TASK REQUIREMENTS:
Rewrite the lines from the first one through the line containing "xmin=0 ymin=332 xmax=1390 ymax=501" as a Markdown table with the columns "No." and "Line", numbering each row and skipping blank lines.

━━ EXTRACTED INFORMATION ━━

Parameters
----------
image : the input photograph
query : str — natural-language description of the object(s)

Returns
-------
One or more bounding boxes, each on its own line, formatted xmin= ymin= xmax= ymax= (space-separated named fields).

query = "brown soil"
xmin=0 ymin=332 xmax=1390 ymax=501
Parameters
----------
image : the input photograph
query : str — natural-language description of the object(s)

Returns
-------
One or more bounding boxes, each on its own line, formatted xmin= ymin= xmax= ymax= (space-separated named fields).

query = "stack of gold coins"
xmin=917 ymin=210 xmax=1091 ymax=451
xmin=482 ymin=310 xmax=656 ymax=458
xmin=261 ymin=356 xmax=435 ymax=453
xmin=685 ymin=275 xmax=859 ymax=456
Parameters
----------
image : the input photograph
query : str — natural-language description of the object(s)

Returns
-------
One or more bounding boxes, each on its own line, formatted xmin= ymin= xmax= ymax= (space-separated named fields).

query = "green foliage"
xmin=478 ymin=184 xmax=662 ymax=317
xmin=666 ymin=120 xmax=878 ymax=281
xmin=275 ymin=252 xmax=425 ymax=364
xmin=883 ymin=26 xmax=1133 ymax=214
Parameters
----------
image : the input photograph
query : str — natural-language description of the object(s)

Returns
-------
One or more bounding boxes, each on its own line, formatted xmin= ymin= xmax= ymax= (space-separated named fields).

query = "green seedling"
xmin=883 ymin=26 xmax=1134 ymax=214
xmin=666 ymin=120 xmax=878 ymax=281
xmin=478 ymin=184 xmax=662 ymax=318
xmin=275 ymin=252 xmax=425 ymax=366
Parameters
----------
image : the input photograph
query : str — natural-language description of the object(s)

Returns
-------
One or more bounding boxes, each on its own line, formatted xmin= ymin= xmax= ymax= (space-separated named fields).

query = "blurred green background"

━━━

EXPECTED ANSWER:
| No. | Line |
|---|---|
| 1 | Parameters |
| 2 | ---------- |
| 3 | image : the input photograph |
| 4 | query : str — natural-language description of the object(s) |
| 5 | Returns |
| 6 | ------- |
| 7 | One or more bounding boxes, each on its own line, formatted xmin= ymin= xmax= ymax= (space-separated named fields). |
| 8 | query = "brown soil" |
| 9 | xmin=0 ymin=332 xmax=1390 ymax=501 |